## TASK DETAILS
Write out the passage of the review between "This fantasy fiction" and "speaking to us.", inclusive, switching "spinning wool" to "weaving cloth".

## SUPPLIED TEXT

-----

The story begins with a setting that could be almost anywhere, across the centuries. Quickly the reader collects tidbits and details that bring the character Rose and her place to life. Rose is intelligent but often makes decisions based upon emotion and then second-guesses her choices. Her self-confidence and self-doubt resonates with the reader. As she travels, she is a keen observer and one is able to collect these puzzle pieces of knowledge and quickly build an understanding of this strange land with currents of magic. As Rose puzzles out the politics and seeks to avoid her past (while relying on skills that could only be learned through her unique history), we relate to her stubborn unwillingness to be anyone’s pawn while desperately wanting a place to fit in, a place to relax. One cannot help but be amused by how, in her hopes to avoid being controlled, she is easily manipulated by the kind king and gruff but caring captain, albeit with their good intentions. Two stories are intertwined in this adventure tale, both to avoid an assasination and to avoid evil controlling magic, with hints of budding romance, and stoic, humorous characters to push the tales along.
This fantasy fiction relies upon the reader willing to accept that a young woman may have an understanding of many trades and skills from: spinning wool, traveling alone, hand-to-hand combat, short blade skill, assasination, trading/bartering, tracking, and her exploration of magic. The author also includes the self-doubt and small failures of Rose, keeping the character believable and the reader invested into Rose’s growth. There are many side stories to mimic the intertwining of real life and thus lead credibility to that which we know is not possible, like shadows speaking to us.

-----

## Rows of an object pointing dataset
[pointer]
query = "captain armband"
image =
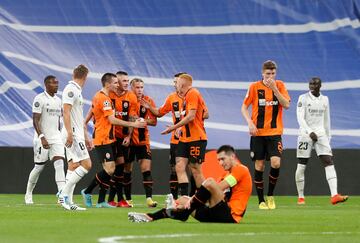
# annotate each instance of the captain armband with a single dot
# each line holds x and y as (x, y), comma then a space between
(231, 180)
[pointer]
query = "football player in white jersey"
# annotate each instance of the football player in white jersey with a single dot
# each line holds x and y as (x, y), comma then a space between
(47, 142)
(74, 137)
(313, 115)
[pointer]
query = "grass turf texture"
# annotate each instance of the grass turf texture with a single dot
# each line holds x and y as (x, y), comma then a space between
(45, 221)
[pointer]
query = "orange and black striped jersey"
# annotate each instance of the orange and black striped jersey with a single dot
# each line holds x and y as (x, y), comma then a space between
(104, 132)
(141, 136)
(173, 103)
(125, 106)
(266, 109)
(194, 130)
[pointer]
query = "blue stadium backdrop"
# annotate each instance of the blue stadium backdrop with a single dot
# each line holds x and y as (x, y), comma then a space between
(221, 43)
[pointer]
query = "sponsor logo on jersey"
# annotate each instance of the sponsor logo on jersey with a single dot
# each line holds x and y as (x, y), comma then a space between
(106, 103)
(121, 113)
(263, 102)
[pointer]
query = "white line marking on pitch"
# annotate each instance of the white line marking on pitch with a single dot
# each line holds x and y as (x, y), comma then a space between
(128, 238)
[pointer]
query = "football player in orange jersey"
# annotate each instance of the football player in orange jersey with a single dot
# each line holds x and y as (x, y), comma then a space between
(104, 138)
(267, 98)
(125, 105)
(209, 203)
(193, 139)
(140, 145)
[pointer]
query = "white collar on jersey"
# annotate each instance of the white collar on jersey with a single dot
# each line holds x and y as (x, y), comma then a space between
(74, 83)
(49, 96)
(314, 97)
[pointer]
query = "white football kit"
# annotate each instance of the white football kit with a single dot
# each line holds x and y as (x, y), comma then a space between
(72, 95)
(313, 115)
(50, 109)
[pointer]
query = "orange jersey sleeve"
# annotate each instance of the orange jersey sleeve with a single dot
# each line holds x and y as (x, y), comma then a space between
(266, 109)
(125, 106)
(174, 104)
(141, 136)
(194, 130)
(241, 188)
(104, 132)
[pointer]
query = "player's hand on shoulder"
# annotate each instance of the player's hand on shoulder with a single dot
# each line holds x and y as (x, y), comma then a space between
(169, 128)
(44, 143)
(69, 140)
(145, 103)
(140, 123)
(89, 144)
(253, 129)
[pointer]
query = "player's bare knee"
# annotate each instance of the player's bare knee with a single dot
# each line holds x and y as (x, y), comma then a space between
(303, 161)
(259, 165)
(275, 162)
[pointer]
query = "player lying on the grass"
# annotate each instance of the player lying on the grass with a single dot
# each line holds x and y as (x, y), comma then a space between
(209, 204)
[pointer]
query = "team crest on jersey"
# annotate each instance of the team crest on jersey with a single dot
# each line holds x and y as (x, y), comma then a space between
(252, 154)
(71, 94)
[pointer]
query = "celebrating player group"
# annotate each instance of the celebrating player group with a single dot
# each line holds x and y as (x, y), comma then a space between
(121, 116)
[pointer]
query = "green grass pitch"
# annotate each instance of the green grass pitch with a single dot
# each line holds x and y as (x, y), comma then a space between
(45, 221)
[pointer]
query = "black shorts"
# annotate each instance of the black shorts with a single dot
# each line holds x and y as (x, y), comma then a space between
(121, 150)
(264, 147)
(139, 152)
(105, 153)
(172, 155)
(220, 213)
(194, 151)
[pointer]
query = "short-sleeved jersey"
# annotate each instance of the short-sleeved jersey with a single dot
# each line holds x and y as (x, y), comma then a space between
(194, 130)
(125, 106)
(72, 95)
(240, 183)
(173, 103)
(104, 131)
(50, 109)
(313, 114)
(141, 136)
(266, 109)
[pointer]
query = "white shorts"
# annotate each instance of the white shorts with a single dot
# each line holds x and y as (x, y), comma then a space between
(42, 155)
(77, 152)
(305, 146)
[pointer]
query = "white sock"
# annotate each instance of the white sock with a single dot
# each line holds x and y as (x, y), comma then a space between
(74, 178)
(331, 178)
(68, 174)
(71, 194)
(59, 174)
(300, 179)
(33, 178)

-----

## REPLY TO THE TASK
This fantasy fiction relies upon the reader willing to accept that a young woman may have an understanding of many trades and skills from: weaving cloth, traveling alone, hand-to-hand combat, short blade skill, assasination, trading/bartering, tracking, and her exploration of magic. The author also includes the self-doubt and small failures of Rose, keeping the character believable and the reader invested into Rose’s growth. There are many side stories to mimic the intertwining of real life and thus lead credibility to that which we know is not possible, like shadows speaking to us.